### PROBLEM DETAILS
Take the line that contains "on sleeve. Keep to one point per instance." as the first line and the final line of the records as the last; return exactly those lines and the lines between.

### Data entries
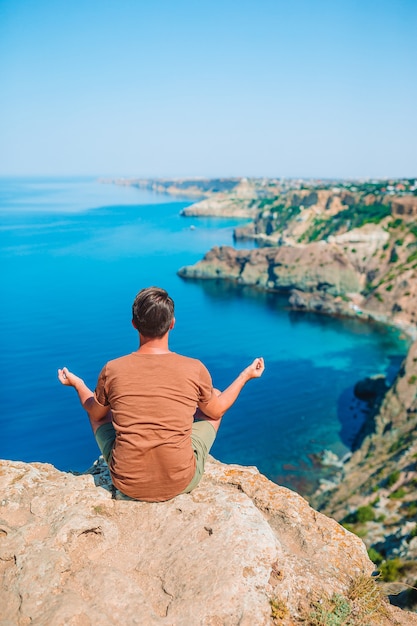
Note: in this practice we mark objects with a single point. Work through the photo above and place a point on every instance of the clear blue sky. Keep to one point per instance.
(297, 88)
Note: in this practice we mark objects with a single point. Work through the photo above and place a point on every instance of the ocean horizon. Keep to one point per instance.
(75, 252)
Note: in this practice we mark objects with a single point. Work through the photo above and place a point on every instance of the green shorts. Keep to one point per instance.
(203, 435)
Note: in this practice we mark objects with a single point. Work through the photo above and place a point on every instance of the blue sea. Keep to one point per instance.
(74, 253)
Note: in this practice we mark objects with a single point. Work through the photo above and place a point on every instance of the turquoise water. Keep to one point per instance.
(75, 252)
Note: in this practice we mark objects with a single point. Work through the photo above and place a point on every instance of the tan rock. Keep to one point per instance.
(70, 553)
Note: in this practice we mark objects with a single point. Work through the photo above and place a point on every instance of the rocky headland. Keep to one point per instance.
(349, 250)
(238, 550)
(186, 187)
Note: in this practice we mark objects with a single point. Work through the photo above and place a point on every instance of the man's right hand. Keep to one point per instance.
(68, 378)
(255, 369)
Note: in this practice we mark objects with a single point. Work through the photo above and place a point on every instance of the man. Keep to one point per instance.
(155, 413)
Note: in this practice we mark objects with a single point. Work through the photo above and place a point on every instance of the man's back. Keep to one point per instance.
(153, 398)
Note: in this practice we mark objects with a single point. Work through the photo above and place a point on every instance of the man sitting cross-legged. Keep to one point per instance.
(155, 413)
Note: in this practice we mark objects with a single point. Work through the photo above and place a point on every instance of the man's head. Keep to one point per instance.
(153, 312)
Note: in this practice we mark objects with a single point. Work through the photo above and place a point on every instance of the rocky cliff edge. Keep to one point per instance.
(237, 550)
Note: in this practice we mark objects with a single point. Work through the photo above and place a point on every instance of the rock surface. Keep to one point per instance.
(73, 552)
(382, 473)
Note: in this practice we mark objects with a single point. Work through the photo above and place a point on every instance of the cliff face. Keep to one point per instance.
(375, 489)
(344, 253)
(237, 550)
(369, 269)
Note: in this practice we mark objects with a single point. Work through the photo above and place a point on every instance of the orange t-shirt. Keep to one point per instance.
(153, 398)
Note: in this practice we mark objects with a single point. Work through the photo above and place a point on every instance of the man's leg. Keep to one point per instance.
(104, 434)
(95, 424)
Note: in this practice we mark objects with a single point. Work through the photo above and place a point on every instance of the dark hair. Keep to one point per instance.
(152, 312)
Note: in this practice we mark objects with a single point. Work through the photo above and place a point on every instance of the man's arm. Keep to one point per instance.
(95, 410)
(217, 406)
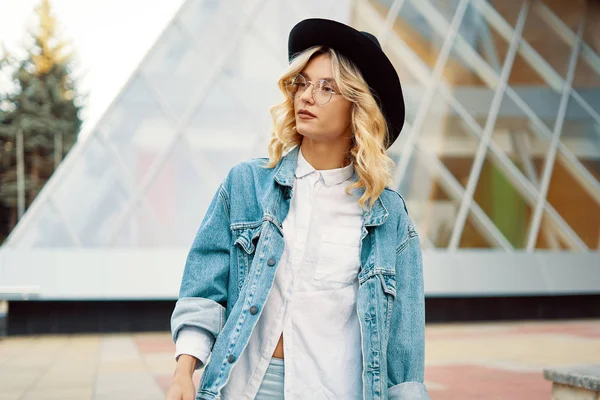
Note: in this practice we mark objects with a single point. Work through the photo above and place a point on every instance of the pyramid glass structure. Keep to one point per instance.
(501, 147)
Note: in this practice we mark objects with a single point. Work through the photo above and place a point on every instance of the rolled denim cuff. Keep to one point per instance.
(408, 391)
(196, 342)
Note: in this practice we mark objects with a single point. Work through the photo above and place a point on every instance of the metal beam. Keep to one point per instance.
(550, 158)
(587, 53)
(488, 130)
(438, 69)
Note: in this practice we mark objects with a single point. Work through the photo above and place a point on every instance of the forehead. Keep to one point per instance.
(319, 67)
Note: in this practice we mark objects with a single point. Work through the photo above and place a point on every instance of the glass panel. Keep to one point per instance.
(251, 77)
(505, 206)
(508, 10)
(544, 40)
(447, 136)
(137, 128)
(141, 230)
(414, 29)
(573, 190)
(221, 120)
(177, 70)
(48, 231)
(568, 13)
(210, 22)
(427, 195)
(525, 147)
(473, 236)
(462, 68)
(92, 196)
(549, 236)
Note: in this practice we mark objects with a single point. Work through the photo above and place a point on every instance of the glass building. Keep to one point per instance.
(499, 159)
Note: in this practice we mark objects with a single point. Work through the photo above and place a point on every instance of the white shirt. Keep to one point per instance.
(312, 301)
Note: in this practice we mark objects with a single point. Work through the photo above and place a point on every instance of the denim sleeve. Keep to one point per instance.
(203, 292)
(406, 347)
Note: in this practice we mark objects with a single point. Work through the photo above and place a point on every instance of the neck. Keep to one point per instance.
(324, 156)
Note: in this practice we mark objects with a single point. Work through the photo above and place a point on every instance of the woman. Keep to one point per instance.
(306, 266)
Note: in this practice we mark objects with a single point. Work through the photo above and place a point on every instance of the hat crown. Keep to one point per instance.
(372, 38)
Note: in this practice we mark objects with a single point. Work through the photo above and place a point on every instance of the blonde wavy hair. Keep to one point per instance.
(369, 127)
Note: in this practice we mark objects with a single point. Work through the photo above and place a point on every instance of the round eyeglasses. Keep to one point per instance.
(322, 91)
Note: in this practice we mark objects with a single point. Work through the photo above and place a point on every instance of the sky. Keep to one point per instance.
(109, 39)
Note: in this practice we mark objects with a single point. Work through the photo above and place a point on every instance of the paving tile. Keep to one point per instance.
(127, 386)
(475, 382)
(463, 361)
(11, 394)
(65, 393)
(154, 343)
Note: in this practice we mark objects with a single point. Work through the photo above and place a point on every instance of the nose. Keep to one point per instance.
(307, 95)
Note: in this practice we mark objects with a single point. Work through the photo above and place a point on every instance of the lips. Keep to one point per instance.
(306, 113)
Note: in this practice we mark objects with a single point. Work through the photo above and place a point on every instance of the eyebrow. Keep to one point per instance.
(331, 80)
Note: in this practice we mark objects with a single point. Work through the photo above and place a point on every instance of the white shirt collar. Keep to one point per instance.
(331, 177)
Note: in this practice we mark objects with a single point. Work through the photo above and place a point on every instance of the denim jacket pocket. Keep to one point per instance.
(245, 243)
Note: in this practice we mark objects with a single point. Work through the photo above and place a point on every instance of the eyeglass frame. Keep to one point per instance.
(313, 88)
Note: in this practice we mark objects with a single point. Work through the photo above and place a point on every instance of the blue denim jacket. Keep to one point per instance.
(234, 256)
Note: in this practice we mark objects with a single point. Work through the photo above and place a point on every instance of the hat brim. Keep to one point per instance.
(365, 53)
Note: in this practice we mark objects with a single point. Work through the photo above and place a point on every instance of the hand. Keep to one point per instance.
(182, 388)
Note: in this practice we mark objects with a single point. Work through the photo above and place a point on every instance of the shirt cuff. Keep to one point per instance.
(196, 342)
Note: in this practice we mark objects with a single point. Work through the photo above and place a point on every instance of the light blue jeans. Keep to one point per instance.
(271, 387)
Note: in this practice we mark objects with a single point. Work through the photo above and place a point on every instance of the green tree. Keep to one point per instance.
(39, 118)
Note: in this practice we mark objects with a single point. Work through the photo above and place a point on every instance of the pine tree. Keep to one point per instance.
(39, 119)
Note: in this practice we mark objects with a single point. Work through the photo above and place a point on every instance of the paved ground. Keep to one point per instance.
(464, 361)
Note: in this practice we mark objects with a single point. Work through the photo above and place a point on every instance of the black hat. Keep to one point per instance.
(364, 50)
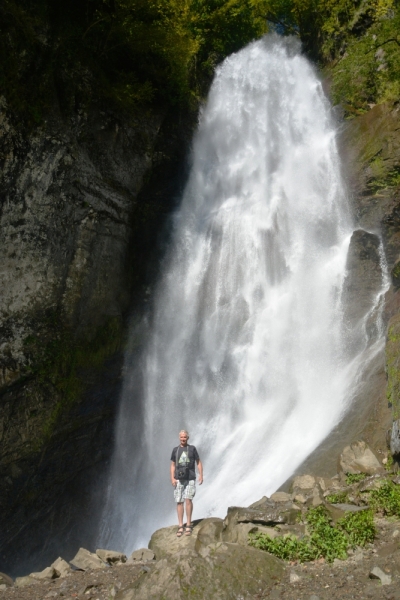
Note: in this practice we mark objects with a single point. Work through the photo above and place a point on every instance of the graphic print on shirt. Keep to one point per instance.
(184, 458)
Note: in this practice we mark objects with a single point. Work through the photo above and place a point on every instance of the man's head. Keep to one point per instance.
(183, 437)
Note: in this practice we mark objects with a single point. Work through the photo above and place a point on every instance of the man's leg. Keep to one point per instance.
(189, 510)
(179, 508)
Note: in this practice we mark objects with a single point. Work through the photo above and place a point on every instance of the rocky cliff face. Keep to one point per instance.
(82, 201)
(370, 149)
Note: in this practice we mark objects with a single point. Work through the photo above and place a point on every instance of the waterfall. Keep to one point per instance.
(244, 344)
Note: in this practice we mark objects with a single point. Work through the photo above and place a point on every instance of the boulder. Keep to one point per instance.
(27, 580)
(61, 567)
(6, 580)
(110, 556)
(271, 514)
(85, 560)
(47, 573)
(210, 531)
(377, 573)
(395, 438)
(359, 458)
(142, 555)
(281, 497)
(303, 482)
(229, 571)
(338, 511)
(239, 522)
(370, 484)
(164, 542)
(264, 500)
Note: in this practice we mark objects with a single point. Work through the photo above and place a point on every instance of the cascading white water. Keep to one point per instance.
(244, 345)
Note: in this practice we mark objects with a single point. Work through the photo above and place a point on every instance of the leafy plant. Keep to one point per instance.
(359, 527)
(324, 540)
(354, 478)
(389, 463)
(338, 498)
(386, 499)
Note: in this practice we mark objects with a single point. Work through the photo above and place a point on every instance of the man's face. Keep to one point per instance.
(183, 438)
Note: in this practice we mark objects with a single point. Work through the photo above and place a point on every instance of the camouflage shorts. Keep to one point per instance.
(185, 490)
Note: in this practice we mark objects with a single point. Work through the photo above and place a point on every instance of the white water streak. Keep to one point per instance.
(245, 346)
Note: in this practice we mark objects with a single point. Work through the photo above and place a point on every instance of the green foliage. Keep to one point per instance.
(386, 499)
(369, 70)
(354, 478)
(131, 53)
(324, 540)
(359, 527)
(390, 463)
(338, 498)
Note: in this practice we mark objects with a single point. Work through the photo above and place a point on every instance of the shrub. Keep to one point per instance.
(324, 540)
(338, 498)
(354, 478)
(386, 499)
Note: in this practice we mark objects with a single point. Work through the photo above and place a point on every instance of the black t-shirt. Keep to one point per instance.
(186, 463)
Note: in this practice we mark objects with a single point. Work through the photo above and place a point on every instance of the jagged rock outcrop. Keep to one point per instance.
(82, 201)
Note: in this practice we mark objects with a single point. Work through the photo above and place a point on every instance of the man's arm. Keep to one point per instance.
(172, 473)
(200, 467)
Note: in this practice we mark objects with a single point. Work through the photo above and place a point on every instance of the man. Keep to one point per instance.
(183, 477)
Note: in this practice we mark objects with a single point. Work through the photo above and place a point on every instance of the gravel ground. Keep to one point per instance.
(309, 581)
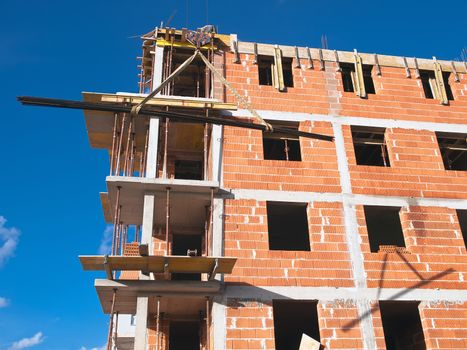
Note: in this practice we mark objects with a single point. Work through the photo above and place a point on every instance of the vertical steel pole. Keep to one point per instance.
(119, 150)
(208, 323)
(145, 154)
(158, 315)
(114, 140)
(111, 323)
(116, 219)
(166, 142)
(167, 221)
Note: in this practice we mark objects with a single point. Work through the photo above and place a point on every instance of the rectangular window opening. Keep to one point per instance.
(453, 149)
(288, 226)
(292, 319)
(190, 82)
(462, 217)
(430, 86)
(181, 244)
(370, 146)
(266, 71)
(402, 325)
(185, 151)
(384, 228)
(349, 78)
(184, 335)
(277, 146)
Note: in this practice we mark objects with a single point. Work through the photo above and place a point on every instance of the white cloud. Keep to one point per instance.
(106, 241)
(103, 347)
(9, 238)
(4, 302)
(24, 343)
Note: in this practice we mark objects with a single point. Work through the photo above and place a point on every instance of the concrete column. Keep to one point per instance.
(142, 304)
(353, 241)
(151, 161)
(148, 220)
(218, 228)
(219, 323)
(216, 152)
(157, 69)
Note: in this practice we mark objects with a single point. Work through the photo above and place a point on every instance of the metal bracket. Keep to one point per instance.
(417, 70)
(297, 59)
(310, 61)
(321, 60)
(255, 50)
(237, 55)
(278, 69)
(456, 75)
(108, 270)
(336, 55)
(406, 66)
(359, 81)
(378, 67)
(443, 97)
(143, 250)
(214, 269)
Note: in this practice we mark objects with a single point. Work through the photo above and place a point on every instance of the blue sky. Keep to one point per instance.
(50, 177)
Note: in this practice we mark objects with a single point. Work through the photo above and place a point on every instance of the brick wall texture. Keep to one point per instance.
(435, 256)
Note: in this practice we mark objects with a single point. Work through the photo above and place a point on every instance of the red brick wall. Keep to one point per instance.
(435, 246)
(250, 325)
(444, 325)
(397, 97)
(246, 237)
(244, 165)
(416, 169)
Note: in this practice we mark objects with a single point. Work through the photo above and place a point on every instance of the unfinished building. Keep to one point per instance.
(315, 199)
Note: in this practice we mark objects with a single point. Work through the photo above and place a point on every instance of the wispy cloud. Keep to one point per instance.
(24, 343)
(4, 302)
(9, 238)
(106, 241)
(94, 348)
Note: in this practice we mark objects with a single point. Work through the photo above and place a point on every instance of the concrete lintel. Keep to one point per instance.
(353, 199)
(153, 141)
(348, 120)
(142, 306)
(330, 293)
(157, 69)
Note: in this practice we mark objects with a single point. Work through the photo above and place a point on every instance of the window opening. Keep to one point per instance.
(269, 75)
(288, 226)
(462, 217)
(431, 87)
(349, 78)
(292, 318)
(384, 227)
(277, 146)
(369, 146)
(402, 325)
(453, 149)
(181, 244)
(184, 335)
(192, 81)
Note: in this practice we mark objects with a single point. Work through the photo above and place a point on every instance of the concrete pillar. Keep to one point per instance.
(142, 303)
(216, 152)
(157, 69)
(151, 161)
(148, 220)
(219, 323)
(141, 334)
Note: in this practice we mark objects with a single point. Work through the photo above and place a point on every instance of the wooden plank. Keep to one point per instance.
(106, 206)
(348, 57)
(174, 102)
(155, 264)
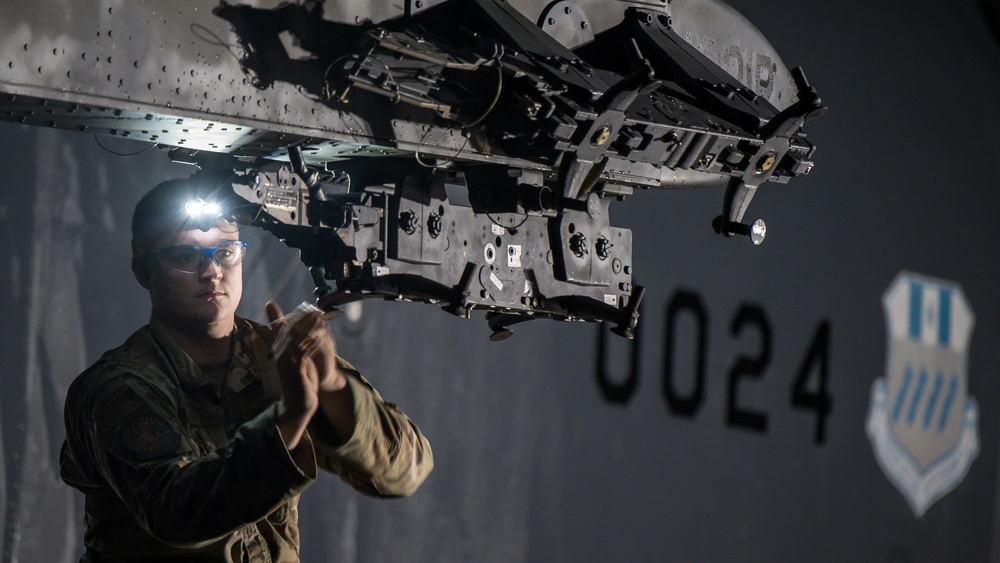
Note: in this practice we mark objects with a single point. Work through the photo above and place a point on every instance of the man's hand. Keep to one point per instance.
(310, 379)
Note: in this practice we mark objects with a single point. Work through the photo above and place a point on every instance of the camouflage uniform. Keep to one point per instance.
(176, 466)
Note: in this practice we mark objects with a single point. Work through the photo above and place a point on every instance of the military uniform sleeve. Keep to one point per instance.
(387, 456)
(132, 434)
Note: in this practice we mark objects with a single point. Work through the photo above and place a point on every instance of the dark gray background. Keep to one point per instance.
(532, 463)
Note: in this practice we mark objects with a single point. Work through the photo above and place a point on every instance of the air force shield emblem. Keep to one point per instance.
(922, 423)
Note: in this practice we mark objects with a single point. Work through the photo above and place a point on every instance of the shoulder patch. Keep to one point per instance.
(148, 436)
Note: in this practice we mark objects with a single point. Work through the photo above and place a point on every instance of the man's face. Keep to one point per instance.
(194, 300)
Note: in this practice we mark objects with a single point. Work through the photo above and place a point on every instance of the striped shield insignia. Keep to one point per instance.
(922, 423)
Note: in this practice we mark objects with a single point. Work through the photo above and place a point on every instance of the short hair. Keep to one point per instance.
(162, 210)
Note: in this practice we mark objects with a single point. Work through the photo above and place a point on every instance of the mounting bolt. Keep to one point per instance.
(766, 162)
(601, 137)
(408, 222)
(602, 247)
(578, 244)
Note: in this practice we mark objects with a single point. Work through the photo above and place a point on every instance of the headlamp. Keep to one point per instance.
(205, 214)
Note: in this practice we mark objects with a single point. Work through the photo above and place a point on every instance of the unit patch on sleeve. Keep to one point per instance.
(922, 423)
(148, 436)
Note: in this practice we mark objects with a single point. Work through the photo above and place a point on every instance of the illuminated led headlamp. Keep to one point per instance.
(205, 214)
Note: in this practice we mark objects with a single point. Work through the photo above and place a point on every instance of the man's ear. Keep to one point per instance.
(140, 271)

### CORRECT RESULT
Note: in this practice we mark objects with a single point. Work through the photo above and place a point on every instance of the unit patch on sleeve. Keep to one point per instance.
(922, 423)
(148, 436)
Note: in this practice we mark objects with a single point. Work through the photo above and place a point on every instance of the illuminated led headlamp. Keep to one point per instance.
(205, 214)
Note: in this practice we mark objects with a single point. Work through the photo above and place a point on every instance of the man's ear. Keep to one point per instance.
(140, 271)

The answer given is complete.